> _Bronfragment_
- - -
Het functioneringsgesprek resulteert in een afsprakennota over bepaalde

aandachtspunten. Zowel het personeelslid als zijn leidinggevende ondertekenen de afsprakennota en krijgen er een exemplaar van.

§2. Concrete feiten en gedragingen die een uitgesproken negatieve weerslag kunnen hebben op de evaluatie van een personeelslid geven aanleiding tot een nota die aan het personeelslid wordt voorgelegd en die toegevoegd wordt aan zijn evaluatiedossier.

Afdeling II. De duur van de evaluatieperiode en de evaluatiecriteria

Art. 61. Het personeelslid dat aan de periodieke evaluatie onderworpen is, wordt tweejaarlijks geëvalueerd.

Het personeelslid wordt na afloop van de evaluatieperiode geëvalueerd als het tijdens die evaluatieperiode ten minste zes maanden prestaties verricht heeft.

De evaluatie van het personeelslid dat binnen die evaluatieperiode de minimale duur van de prestaties niet heeft bereikt wordt uitgesteld. Het personeelslid wordt pas geëvalueerd na de diensthervatting op het ogenblijk dat de minimale prestatietermijn vermeld in het tweede lid, werd bereikt. Het personeelslid behoudt tot dan het resultaat van de vorige evaluatieperiode.
- - -
> _Doel 1_
Zet de onderstaande rijen met gelabelde punten om in een Markdown-tabel met de kolommen "Nummer" en "Regel". Geef elke regel met haar volgnummer weer en laat lege regels weg.
> _Doel 2_
Zet het fragment over de evaluatie van personeelsleden voort na de laatste zin.

Rijen met gelabelde punten:
- - -
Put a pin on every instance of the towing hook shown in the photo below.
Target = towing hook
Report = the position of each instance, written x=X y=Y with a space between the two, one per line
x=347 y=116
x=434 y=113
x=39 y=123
- - -
> _Resultaat 1_
| Nummer | Regel |
|---|---|
| 1 | Put a pin on every instance of the towing hook shown in the photo below. |
| 2 | Target = towing hook |
| 3 | Report = the position of each instance, written x=X y=Y with a space between the two, one per line |
| 4 | x=347 y=116 |
| 5 | x=434 y=113 |
| 6 | x=39 y=123 |

> _Resultaat 2_
Art. 62. De evaluatie heeft betrekking op de periode die volgt op de vorige evaluatieperiode.

Art. 63. De evaluatie wordt uitgevoerd op basis van vooraf vastgestelde evaluatiecriteria.

De evaluatiecriteria sluiten aan bij de functiebeschrijvingen en bij de doelstellingen van het OCMW.

Bij de vaststelling van de evaluatiecriteria voor de evaluatie van personen met een arbeidshandicap wordt zo nodig rekening gehouden met de handicap.

(25)

06/07/2020

Afdeling III. De evaluatoren en het verloop van de evaluatie

Art. 64.

§1. Het personeelslid wordt geëvalueerd door twee leidinggevenden, meer bepaald een eerste evaluator en een tweede evaluator, waarvan de eerste evaluator de rechtstreekse leidinggevende is.

De algemeen directeur wijst de evaluatoren voor de verschillende diensten van het OCMW aan. Hij zorgt voor de opleiding van de evaluatoren en waakt over de eenduidige

toepassing van het evaluatiestelsel binnen de diensten.

§2. Elke evaluator moet een opleiding tot evaluator gevolgd hebben om te mogen

evalueren. De evaluatoren worden onder meer geëvalueerd op hun wijze van evalueren.

Als een evaluator zelf negatief geëvalueerd wordt, kan de algemeen directeur, al dan niet tijdelijk, een andere evaluator aanwijzen als dat op basis van de inhoud van de evaluatie aangewezen blijkt.

Art. 65.

§1. De evaluatie gaat gepaard met een evaluatiegesprek tussen de eerste evaluator en het personeelslid. De tweede evaluator is bij het evaluatiegesprek aanwezig als het

personeelslid of de eerste evaluator daarom uitdrukkelijk verzoekt.

De eerste evaluator stelt zijn bevindingen met vermelding van het evaluatieresultaat vast in een evaluatieverslag, als vermeld in artikel 58.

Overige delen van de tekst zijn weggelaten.